— Short task —
Return only the lines starting at the line that contains "In the photo above, where can the bird's beak" and ending with the final line of the listing; include both endpoints.
>> BEGIN Given data
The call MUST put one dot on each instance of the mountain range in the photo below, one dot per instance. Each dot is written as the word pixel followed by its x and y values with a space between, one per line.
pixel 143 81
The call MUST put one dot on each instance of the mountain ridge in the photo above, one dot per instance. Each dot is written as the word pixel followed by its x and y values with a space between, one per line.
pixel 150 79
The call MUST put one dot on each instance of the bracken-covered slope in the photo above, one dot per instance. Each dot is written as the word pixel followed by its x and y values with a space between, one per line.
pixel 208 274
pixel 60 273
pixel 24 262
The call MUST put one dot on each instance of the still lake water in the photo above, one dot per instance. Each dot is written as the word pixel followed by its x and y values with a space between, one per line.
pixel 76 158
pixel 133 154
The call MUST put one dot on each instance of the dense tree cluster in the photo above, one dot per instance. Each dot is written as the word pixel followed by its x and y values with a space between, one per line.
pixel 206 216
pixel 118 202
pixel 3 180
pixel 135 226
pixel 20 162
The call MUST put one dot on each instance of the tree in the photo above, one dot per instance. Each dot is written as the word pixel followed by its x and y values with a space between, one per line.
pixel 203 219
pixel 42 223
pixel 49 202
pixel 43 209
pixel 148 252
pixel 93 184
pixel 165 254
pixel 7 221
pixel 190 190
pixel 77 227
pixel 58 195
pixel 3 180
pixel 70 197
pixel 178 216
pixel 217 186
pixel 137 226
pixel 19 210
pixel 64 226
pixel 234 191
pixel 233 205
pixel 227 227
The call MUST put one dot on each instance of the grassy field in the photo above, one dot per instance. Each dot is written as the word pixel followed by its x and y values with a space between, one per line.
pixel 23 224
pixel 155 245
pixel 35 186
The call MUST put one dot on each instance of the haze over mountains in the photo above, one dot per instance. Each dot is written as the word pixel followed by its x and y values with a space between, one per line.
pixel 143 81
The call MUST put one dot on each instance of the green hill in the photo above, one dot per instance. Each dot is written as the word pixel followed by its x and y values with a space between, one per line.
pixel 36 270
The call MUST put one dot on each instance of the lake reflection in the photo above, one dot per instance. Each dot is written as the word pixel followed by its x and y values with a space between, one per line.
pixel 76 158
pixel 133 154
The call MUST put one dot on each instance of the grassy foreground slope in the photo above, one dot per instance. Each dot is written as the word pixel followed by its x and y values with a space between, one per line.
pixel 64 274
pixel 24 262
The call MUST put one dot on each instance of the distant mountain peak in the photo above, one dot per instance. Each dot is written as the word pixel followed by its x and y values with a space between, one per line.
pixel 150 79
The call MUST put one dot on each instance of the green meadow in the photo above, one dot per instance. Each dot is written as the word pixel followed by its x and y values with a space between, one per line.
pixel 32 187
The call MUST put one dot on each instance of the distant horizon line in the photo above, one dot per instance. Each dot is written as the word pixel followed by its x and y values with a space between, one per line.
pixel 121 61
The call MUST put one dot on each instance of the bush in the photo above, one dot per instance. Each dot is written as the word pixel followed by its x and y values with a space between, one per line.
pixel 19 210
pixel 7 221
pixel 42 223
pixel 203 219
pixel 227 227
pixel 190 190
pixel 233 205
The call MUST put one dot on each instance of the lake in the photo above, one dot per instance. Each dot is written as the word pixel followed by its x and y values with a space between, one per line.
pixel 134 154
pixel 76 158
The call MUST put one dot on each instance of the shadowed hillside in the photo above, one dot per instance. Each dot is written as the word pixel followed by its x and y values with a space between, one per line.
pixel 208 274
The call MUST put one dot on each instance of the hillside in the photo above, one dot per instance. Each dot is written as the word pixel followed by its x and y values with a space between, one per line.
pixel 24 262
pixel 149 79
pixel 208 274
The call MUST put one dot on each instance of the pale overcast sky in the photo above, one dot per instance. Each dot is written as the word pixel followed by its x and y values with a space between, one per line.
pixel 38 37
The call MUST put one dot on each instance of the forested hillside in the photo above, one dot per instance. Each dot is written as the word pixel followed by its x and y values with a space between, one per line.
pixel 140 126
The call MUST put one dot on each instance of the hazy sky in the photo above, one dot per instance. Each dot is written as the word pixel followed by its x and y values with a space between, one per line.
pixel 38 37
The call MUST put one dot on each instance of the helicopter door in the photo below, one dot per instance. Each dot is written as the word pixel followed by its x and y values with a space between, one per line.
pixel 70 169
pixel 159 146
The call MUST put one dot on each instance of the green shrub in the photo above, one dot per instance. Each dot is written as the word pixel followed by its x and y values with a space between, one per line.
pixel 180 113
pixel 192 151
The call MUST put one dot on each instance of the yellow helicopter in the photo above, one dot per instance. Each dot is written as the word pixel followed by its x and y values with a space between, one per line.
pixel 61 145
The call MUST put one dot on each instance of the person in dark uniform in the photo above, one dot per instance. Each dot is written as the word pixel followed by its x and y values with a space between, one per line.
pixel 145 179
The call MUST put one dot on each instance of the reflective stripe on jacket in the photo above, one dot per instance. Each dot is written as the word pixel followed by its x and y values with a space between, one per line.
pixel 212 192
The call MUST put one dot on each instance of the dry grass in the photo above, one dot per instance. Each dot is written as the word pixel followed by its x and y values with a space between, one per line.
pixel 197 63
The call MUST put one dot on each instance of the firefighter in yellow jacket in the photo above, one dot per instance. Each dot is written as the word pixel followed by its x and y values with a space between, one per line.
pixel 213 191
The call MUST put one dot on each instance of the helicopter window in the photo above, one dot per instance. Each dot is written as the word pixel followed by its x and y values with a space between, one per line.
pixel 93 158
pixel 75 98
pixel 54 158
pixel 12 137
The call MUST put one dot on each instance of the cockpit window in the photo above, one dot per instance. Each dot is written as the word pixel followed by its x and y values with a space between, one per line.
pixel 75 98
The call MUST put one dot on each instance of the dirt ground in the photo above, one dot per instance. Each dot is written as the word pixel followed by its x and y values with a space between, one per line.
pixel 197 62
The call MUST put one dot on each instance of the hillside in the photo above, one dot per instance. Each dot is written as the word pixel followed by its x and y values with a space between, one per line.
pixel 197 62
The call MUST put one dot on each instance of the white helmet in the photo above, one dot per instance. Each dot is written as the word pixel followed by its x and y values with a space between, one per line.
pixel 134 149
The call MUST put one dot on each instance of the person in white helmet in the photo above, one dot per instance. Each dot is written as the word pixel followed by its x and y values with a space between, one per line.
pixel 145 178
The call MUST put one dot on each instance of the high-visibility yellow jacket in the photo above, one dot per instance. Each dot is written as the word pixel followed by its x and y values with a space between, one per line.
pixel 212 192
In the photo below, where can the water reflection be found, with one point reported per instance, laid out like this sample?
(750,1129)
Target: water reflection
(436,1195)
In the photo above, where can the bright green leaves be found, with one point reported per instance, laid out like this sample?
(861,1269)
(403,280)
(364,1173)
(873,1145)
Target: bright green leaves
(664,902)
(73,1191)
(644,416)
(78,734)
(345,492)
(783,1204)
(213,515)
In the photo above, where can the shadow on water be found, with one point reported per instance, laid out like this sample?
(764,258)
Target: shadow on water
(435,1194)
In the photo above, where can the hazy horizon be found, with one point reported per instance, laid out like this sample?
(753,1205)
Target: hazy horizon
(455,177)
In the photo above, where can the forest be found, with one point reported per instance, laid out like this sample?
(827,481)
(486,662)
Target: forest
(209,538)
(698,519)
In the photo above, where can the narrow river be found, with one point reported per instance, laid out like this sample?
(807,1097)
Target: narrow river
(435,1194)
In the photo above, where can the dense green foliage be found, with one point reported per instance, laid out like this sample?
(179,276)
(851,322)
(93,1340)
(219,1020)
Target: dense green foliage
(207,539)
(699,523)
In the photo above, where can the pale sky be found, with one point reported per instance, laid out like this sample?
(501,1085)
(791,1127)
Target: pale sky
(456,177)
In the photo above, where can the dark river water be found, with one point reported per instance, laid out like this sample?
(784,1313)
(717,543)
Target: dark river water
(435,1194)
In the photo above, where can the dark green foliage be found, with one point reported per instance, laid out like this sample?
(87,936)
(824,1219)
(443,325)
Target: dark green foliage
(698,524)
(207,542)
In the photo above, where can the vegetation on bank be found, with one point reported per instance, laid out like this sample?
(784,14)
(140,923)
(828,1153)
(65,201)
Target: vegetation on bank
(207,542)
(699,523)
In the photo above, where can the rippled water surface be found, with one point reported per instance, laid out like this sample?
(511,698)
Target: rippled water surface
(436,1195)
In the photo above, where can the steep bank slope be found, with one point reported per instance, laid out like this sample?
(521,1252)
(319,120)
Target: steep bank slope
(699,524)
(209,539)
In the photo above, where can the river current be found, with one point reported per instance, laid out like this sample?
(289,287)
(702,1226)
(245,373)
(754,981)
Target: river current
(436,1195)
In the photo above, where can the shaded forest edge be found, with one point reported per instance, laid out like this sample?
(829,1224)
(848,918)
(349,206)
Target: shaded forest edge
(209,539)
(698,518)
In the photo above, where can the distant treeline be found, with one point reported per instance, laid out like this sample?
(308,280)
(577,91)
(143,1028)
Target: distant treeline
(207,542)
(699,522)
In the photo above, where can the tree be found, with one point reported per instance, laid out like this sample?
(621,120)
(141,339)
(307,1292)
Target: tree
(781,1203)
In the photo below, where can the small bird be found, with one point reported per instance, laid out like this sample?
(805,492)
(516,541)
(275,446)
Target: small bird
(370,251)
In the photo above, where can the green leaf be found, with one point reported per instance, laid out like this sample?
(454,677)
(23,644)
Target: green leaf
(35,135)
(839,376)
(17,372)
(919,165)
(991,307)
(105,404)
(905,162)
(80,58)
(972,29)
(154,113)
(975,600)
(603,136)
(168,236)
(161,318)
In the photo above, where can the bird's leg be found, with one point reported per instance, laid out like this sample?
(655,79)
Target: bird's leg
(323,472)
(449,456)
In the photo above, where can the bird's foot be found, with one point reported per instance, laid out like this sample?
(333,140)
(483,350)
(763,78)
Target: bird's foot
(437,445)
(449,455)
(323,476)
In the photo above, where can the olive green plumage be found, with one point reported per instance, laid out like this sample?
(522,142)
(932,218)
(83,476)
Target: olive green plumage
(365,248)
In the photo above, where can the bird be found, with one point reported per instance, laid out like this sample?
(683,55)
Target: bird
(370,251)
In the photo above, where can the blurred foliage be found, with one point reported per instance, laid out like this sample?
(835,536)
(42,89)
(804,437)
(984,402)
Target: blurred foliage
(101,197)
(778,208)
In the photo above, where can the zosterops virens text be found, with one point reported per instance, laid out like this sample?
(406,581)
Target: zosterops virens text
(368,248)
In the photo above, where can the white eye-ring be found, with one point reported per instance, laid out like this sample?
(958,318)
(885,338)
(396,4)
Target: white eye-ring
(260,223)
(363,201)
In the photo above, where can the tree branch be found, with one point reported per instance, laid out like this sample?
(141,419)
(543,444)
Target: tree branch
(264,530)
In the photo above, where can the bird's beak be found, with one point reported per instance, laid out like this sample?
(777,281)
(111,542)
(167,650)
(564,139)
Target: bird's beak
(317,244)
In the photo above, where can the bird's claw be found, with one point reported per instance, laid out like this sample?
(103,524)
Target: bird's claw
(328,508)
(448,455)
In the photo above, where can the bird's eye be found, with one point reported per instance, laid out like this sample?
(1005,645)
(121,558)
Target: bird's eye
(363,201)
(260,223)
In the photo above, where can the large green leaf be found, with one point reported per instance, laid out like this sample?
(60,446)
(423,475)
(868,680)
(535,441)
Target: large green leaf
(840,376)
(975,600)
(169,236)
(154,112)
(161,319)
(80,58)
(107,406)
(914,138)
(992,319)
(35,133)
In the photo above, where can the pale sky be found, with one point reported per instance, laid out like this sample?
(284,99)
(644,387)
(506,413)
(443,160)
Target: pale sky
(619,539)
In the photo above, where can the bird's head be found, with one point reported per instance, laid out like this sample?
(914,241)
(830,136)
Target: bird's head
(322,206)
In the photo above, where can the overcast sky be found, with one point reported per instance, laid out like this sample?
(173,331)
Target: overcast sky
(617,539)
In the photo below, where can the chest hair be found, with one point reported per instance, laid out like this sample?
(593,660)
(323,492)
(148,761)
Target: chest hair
>> END Given data
— Response to this task —
In the photo above, where can the bird's beak be found, with one point reported per instance, laid out like this sample?
(777,281)
(111,542)
(167,650)
(564,139)
Target: bird's beak
(317,244)
In the photo above, where can the bird's claw be found, with one point reported per instance, laid out like this sample?
(103,524)
Target: bird's claw
(328,508)
(448,455)
In the photo above, where can the bird's eye be found, with one point reported per instance, laid out like this sample?
(1005,645)
(121,558)
Target: bird's eye
(363,201)
(260,223)
In the photo above, where can the large green leaf be found, with one point reported per instance, laid out like this sample?
(60,446)
(423,475)
(868,680)
(535,441)
Target: large green leaf
(840,376)
(975,600)
(169,236)
(154,112)
(161,319)
(80,58)
(107,406)
(914,138)
(992,319)
(35,133)
In the photo above, where can the pale sky be found, with one point reported per instance, laid out like this sample?
(284,99)
(644,387)
(506,413)
(443,160)
Target: pale sky
(619,539)
In the photo above, where can the bird's head be found, with one point reported per instance, laid out like this sample?
(914,241)
(830,136)
Target: bird's head
(322,206)
In the photo above, where can the overcast sky be found, with one point reported per instance, laid out like this sample?
(173,331)
Target: overcast sky
(617,539)
In the photo below, where can the chest hair be found, with one point reported per instance, laid out like this sample?
(593,660)
(323,492)
(148,761)
Target: chest hair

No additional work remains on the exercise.